AIM:
Gather every line of the records below that contains the word "black", and copy each one out in full.

Position identification records:
○ ○ ○
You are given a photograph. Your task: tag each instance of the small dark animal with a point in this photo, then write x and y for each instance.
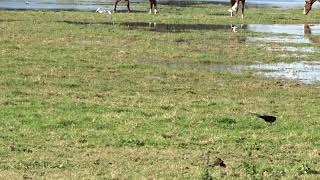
(235, 6)
(266, 118)
(308, 6)
(219, 162)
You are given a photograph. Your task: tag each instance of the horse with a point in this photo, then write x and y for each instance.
(308, 6)
(153, 5)
(235, 6)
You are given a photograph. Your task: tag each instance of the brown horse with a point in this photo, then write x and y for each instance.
(235, 6)
(153, 4)
(308, 6)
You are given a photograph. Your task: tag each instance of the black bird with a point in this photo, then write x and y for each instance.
(266, 118)
(218, 162)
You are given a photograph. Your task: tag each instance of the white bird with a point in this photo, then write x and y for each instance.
(103, 11)
(234, 28)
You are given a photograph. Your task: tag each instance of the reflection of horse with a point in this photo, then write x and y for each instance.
(308, 31)
(153, 4)
(308, 6)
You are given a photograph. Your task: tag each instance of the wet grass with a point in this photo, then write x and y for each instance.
(89, 99)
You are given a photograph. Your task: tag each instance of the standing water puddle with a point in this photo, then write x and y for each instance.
(306, 72)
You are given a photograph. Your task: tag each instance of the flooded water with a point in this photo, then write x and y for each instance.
(306, 72)
(94, 4)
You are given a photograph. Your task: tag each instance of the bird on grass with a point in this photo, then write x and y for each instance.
(267, 118)
(103, 11)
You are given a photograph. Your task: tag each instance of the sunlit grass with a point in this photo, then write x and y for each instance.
(82, 98)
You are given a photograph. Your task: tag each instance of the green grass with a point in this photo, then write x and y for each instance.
(81, 98)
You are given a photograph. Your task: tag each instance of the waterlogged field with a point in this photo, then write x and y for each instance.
(85, 95)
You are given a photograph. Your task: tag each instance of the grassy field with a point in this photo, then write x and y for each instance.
(86, 98)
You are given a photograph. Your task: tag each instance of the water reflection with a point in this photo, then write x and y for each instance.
(306, 72)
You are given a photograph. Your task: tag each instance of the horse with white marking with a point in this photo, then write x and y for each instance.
(308, 6)
(235, 6)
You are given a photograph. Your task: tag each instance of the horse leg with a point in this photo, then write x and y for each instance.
(128, 5)
(155, 9)
(242, 10)
(115, 5)
(231, 5)
(235, 6)
(151, 4)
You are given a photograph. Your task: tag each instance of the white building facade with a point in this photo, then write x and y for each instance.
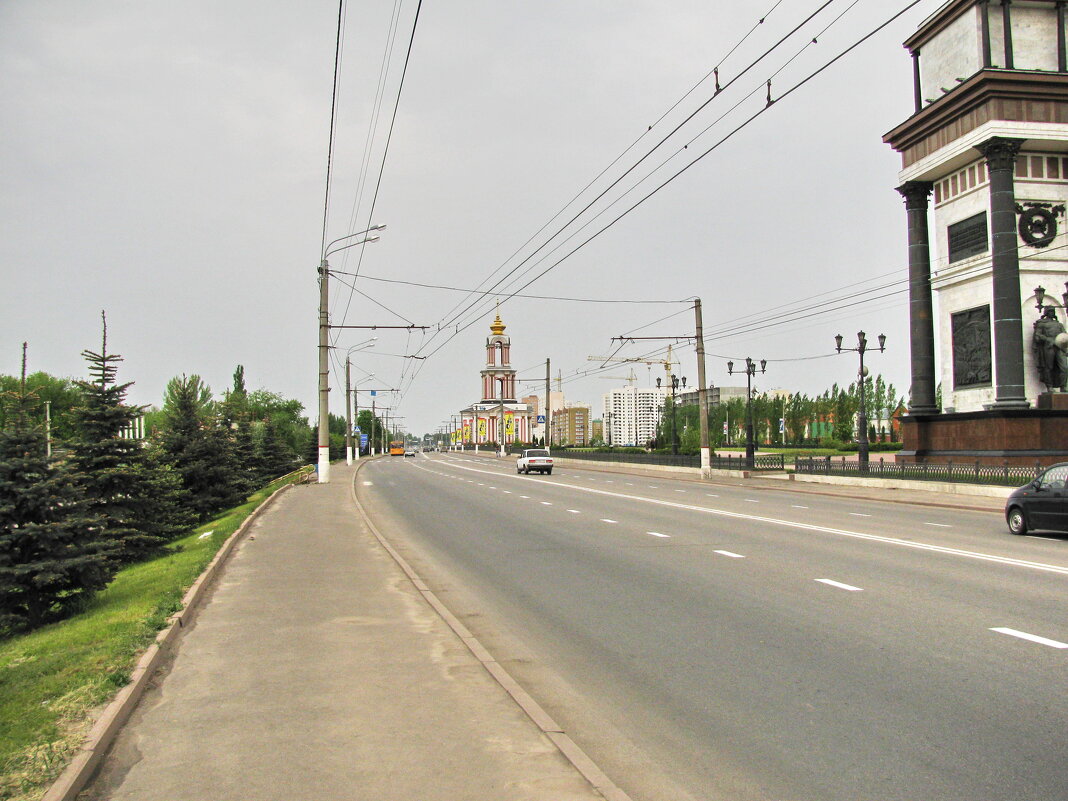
(631, 415)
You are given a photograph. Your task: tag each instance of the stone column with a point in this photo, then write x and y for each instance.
(921, 308)
(1008, 323)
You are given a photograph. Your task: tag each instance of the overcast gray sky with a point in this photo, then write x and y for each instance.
(167, 162)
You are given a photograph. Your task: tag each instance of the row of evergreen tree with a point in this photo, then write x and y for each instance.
(73, 515)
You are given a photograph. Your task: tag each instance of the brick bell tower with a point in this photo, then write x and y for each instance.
(498, 377)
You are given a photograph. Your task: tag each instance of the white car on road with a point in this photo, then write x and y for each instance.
(534, 459)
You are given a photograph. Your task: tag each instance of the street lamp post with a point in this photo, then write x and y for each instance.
(862, 441)
(348, 397)
(675, 383)
(750, 372)
(324, 461)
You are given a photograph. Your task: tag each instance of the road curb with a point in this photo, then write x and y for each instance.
(568, 749)
(80, 770)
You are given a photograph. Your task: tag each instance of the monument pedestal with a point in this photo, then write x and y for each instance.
(991, 437)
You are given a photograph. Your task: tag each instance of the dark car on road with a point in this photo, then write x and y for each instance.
(1041, 504)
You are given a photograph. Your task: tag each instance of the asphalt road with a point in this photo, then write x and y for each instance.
(715, 641)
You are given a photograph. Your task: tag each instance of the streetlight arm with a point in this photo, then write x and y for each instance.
(326, 250)
(350, 245)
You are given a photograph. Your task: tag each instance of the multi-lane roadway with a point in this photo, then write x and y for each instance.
(715, 641)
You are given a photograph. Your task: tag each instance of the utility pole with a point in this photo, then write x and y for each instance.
(706, 457)
(500, 429)
(348, 412)
(548, 405)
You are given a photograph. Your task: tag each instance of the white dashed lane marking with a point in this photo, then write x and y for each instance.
(839, 585)
(1031, 638)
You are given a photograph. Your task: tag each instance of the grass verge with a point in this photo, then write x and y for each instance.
(55, 680)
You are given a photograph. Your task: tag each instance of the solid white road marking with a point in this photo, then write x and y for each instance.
(831, 582)
(1032, 638)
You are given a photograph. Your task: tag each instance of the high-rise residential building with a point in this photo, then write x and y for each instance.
(570, 426)
(631, 414)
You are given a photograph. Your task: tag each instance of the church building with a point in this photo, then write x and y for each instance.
(499, 410)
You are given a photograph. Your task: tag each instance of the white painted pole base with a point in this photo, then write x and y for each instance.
(325, 465)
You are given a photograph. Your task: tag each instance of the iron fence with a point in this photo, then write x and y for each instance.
(774, 461)
(767, 462)
(963, 472)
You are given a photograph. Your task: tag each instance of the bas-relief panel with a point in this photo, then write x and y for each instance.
(972, 364)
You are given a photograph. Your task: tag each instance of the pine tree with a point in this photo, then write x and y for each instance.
(53, 554)
(201, 451)
(120, 483)
(275, 456)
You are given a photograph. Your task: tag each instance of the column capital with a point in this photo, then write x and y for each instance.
(1000, 152)
(915, 193)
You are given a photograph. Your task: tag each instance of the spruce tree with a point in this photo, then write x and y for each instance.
(122, 485)
(275, 456)
(201, 452)
(53, 554)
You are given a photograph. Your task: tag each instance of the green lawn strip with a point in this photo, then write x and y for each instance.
(55, 680)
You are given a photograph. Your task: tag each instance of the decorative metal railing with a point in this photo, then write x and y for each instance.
(766, 462)
(964, 472)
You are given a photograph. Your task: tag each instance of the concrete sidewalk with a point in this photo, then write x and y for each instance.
(317, 670)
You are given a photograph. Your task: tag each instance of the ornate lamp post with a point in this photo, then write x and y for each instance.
(750, 372)
(862, 442)
(1040, 298)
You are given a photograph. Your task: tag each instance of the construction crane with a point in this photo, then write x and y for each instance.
(666, 362)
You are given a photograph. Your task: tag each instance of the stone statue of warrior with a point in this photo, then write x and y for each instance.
(1050, 350)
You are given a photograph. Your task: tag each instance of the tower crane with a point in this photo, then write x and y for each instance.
(648, 362)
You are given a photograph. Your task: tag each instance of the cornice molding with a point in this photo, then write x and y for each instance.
(985, 85)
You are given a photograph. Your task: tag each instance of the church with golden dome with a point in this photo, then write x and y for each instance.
(499, 410)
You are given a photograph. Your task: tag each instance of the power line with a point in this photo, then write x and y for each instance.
(389, 138)
(628, 171)
(476, 292)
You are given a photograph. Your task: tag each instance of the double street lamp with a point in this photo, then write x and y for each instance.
(324, 461)
(750, 372)
(862, 441)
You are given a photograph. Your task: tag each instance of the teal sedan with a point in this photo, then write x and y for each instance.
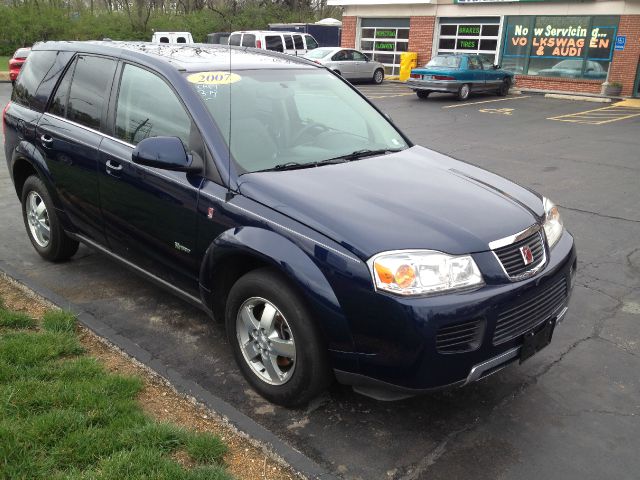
(460, 75)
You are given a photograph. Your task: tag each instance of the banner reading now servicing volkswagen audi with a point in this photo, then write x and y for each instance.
(559, 46)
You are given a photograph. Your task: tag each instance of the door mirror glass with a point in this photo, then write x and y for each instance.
(163, 152)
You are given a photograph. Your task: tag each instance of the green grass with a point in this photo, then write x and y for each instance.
(62, 416)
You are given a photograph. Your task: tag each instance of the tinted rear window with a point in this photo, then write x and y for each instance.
(33, 71)
(88, 94)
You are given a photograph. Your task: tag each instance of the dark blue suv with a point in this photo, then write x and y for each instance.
(267, 191)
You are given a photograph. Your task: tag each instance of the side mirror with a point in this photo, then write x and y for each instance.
(167, 153)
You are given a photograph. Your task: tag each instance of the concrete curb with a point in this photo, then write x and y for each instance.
(563, 96)
(296, 459)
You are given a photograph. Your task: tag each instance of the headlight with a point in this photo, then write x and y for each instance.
(552, 222)
(421, 272)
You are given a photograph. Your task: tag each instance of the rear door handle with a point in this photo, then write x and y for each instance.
(112, 166)
(47, 140)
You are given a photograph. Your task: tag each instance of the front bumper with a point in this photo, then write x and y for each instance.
(449, 86)
(397, 339)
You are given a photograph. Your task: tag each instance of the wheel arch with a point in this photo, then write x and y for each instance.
(238, 251)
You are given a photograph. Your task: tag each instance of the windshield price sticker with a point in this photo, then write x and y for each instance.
(213, 78)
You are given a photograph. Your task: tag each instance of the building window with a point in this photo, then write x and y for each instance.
(384, 40)
(566, 47)
(475, 35)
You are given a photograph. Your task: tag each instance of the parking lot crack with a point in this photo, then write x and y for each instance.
(419, 469)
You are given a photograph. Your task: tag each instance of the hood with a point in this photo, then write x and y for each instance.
(414, 199)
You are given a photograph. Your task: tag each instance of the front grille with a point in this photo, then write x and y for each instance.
(523, 317)
(461, 337)
(512, 260)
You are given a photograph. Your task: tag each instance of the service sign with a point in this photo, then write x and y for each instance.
(566, 41)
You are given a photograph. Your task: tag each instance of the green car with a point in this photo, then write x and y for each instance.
(460, 75)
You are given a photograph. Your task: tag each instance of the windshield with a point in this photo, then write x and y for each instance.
(301, 117)
(444, 61)
(319, 52)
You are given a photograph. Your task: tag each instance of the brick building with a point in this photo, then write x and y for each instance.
(571, 46)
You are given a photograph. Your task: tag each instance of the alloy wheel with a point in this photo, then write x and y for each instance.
(266, 341)
(38, 218)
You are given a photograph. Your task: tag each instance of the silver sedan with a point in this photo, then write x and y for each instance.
(351, 64)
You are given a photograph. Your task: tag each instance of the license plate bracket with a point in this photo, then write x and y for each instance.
(536, 340)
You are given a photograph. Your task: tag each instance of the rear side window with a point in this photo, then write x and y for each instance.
(58, 104)
(48, 84)
(249, 40)
(88, 94)
(148, 107)
(274, 42)
(33, 71)
(288, 41)
(22, 53)
(311, 42)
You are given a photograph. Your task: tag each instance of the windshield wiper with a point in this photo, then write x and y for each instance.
(358, 154)
(298, 165)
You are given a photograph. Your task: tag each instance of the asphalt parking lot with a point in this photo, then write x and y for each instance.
(570, 412)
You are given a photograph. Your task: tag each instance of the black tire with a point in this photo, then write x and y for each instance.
(378, 76)
(464, 91)
(55, 246)
(503, 91)
(307, 373)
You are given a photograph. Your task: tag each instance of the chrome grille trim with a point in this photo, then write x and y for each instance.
(521, 318)
(510, 258)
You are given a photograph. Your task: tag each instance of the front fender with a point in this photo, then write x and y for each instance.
(274, 249)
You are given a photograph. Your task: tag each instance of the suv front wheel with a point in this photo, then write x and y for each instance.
(274, 340)
(43, 226)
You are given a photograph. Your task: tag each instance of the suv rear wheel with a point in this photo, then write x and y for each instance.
(43, 226)
(274, 340)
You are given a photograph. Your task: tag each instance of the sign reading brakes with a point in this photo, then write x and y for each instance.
(214, 78)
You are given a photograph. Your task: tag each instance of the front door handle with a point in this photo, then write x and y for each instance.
(113, 168)
(116, 167)
(47, 140)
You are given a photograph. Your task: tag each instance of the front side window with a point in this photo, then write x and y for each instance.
(249, 40)
(273, 117)
(148, 107)
(474, 63)
(319, 53)
(288, 42)
(444, 61)
(274, 42)
(311, 42)
(89, 93)
(359, 57)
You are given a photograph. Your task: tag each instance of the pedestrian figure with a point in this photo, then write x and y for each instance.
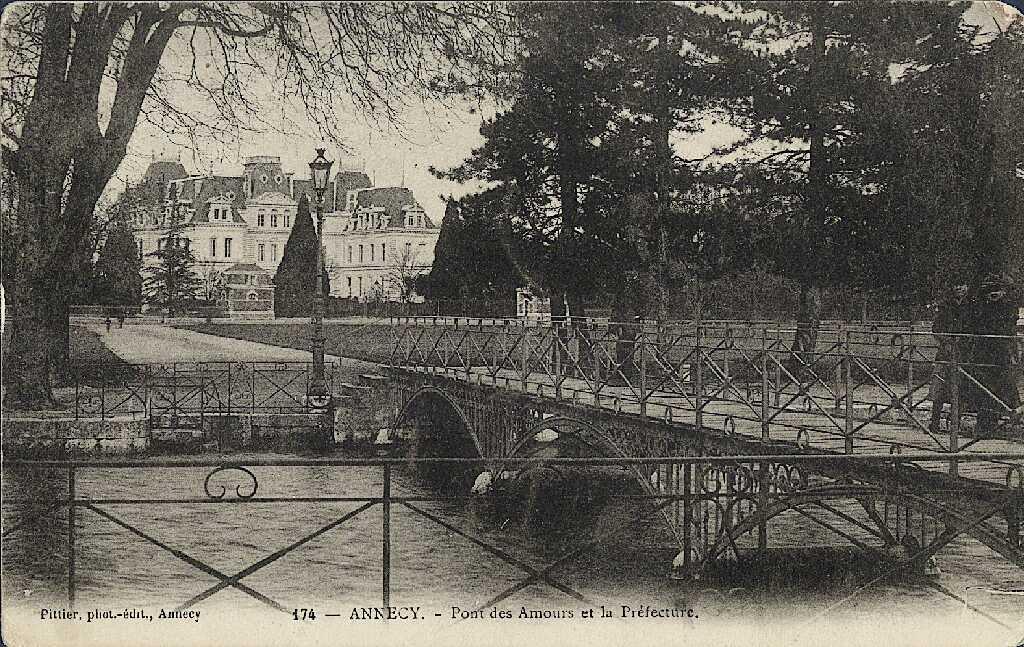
(948, 321)
(993, 392)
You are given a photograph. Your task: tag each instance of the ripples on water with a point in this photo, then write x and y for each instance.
(430, 565)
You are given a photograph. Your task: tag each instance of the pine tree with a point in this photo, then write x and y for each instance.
(471, 260)
(295, 283)
(171, 283)
(443, 279)
(118, 271)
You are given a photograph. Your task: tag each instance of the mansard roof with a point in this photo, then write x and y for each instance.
(394, 201)
(218, 186)
(350, 180)
(271, 198)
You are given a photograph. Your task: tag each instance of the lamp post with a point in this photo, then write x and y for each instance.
(318, 397)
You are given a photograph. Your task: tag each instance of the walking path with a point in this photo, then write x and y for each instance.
(160, 344)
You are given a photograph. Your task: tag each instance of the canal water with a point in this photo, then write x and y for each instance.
(433, 566)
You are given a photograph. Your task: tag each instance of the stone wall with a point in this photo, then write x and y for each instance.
(24, 434)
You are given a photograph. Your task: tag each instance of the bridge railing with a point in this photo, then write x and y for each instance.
(857, 388)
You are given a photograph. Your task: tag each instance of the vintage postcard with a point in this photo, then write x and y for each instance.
(511, 324)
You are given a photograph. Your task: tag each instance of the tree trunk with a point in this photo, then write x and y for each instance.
(810, 303)
(27, 370)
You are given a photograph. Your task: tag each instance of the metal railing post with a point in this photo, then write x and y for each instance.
(386, 541)
(72, 514)
(909, 375)
(847, 394)
(524, 357)
(765, 411)
(558, 365)
(687, 516)
(762, 507)
(228, 388)
(954, 404)
(643, 373)
(698, 382)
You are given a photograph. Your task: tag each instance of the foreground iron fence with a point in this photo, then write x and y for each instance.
(711, 503)
(199, 388)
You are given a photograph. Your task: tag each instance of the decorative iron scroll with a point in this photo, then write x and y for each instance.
(238, 488)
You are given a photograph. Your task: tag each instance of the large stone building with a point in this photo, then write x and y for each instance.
(376, 239)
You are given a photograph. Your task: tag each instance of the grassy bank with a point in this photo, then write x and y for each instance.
(91, 359)
(371, 343)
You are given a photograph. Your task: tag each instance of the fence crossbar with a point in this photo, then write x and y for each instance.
(192, 561)
(235, 579)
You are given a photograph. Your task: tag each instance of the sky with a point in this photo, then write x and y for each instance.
(432, 135)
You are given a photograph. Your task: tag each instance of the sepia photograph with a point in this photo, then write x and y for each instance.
(491, 322)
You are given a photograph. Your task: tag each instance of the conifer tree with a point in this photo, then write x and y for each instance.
(171, 283)
(118, 272)
(295, 283)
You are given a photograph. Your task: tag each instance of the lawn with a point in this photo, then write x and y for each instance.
(371, 343)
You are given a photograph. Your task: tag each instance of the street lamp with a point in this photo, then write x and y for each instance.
(318, 396)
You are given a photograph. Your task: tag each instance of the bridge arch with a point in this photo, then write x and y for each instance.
(438, 400)
(592, 436)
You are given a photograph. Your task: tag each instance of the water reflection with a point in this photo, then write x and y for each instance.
(430, 563)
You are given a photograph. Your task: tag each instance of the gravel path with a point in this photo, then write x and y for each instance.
(155, 344)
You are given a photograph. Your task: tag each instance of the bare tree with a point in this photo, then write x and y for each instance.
(402, 272)
(78, 78)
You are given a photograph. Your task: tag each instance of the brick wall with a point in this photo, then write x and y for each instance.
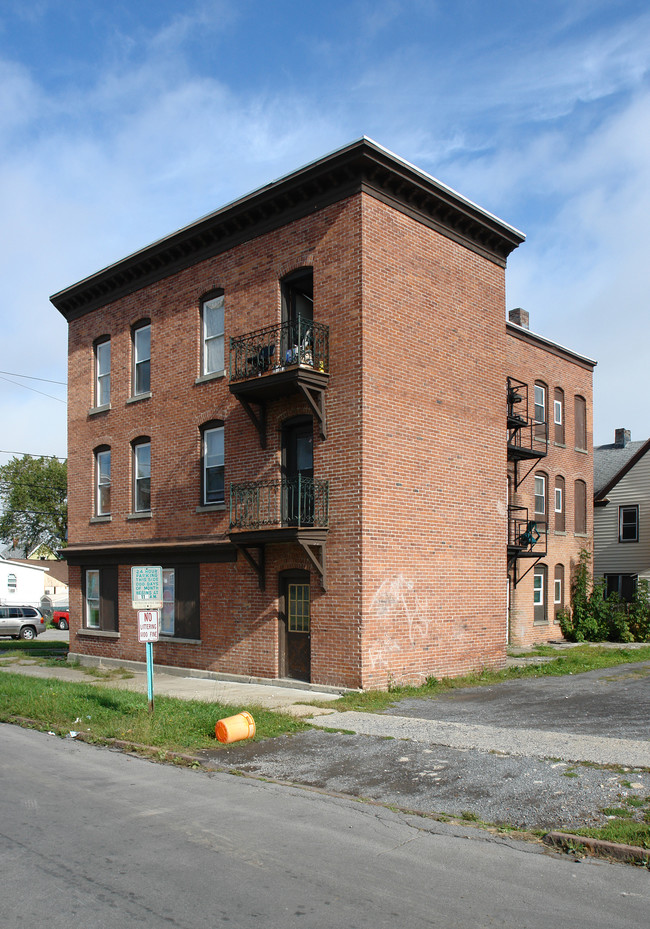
○ ○ ○
RESPONSE TO THIS EXERCISE:
You are given a photograph. Your task: tag each instance of the black bird with a point in this photo, then write x and y for each instance.
You are given a photograph. Your task: tag each instance of the black tire with a point in this photo, then write x and y for each instance.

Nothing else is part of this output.